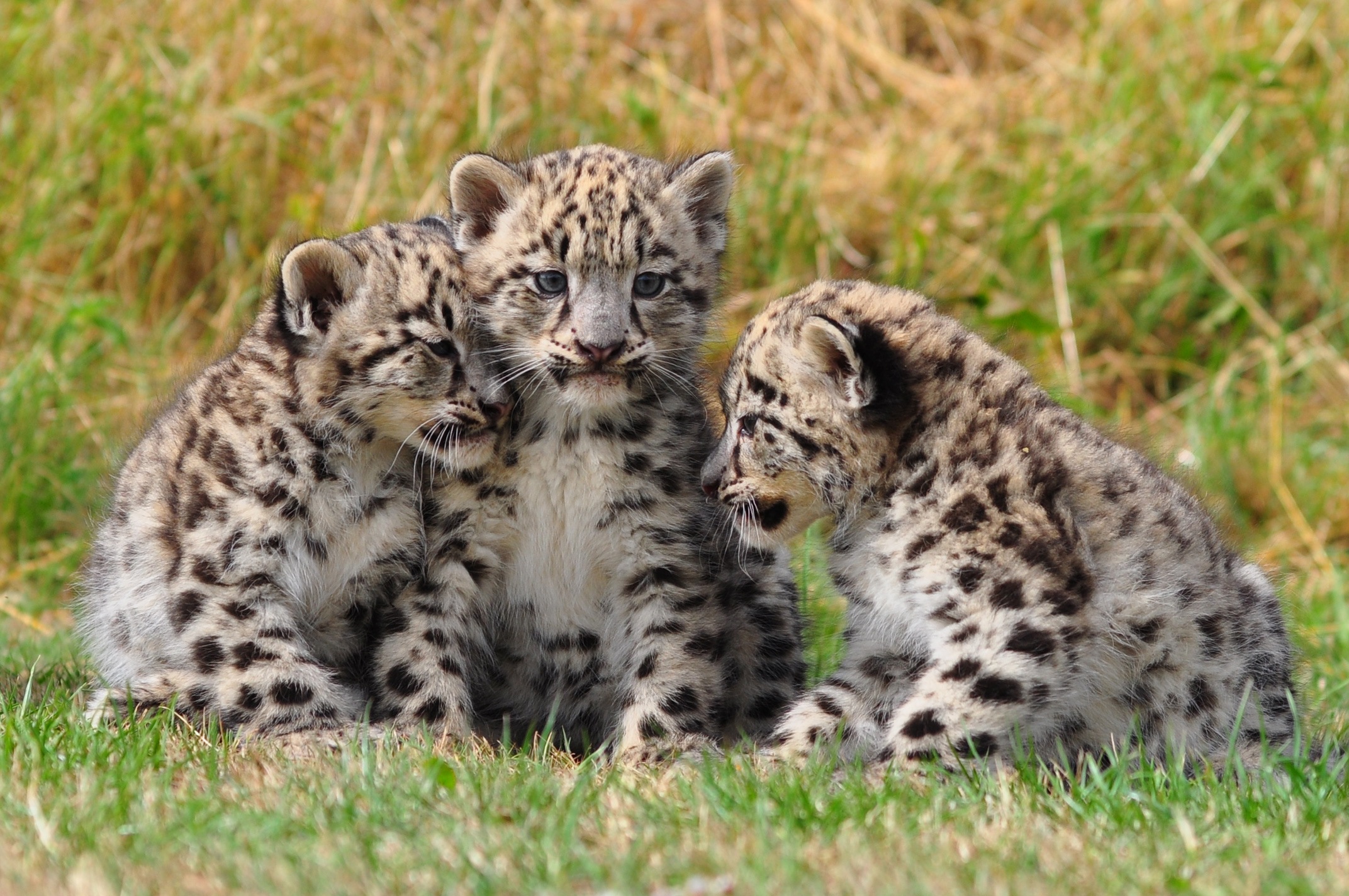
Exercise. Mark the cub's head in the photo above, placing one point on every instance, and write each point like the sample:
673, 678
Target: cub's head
815, 395
595, 267
378, 324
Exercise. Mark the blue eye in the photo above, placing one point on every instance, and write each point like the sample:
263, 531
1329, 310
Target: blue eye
551, 283
648, 284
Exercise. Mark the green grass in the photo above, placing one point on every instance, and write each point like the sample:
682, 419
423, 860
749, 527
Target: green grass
157, 155
154, 807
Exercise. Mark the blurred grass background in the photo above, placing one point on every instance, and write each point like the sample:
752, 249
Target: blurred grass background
1146, 203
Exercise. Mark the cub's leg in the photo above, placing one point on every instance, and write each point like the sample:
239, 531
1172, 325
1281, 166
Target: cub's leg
990, 687
875, 678
763, 667
242, 658
672, 686
432, 640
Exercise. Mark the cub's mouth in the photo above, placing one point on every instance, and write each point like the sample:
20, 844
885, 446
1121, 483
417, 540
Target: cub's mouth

WHAT YOU WILL DO: An exact copy of every entry, without pictures, should be your output.

RESULT BELOW:
Exercise. Mark the cub's head in the photo above, placing one point on every instance, and write each point like the sample:
673, 678
Target: cub's head
815, 395
595, 267
378, 324
Exercise. Mark the blue eye in the photo above, placing one point on every instance, and write each point like the sample:
263, 531
1329, 310
Target: blue eye
551, 283
648, 284
Exercise. Mark the green grass in the photo above, placing one point on every instance, and write each point like the sample:
682, 419
423, 860
749, 527
Target: green grass
157, 155
154, 807
Exercise. Mark the blurred grass background in the photo above, placing one point on every instance, and write each point like the sample:
752, 249
Target: blurred grass background
1146, 203
Exercise. Mark the cub's leg in the photo above, placing one point on every instance, and write each point like the sample:
239, 531
1172, 325
1281, 166
Target: cub's leg
990, 687
875, 678
763, 667
242, 658
672, 686
432, 640
Exercise. Mark the cub's mouth in the photo above, placing one point on every instance, and write each point like the sample:
20, 844
885, 446
1121, 483
417, 540
Target: cub's mouth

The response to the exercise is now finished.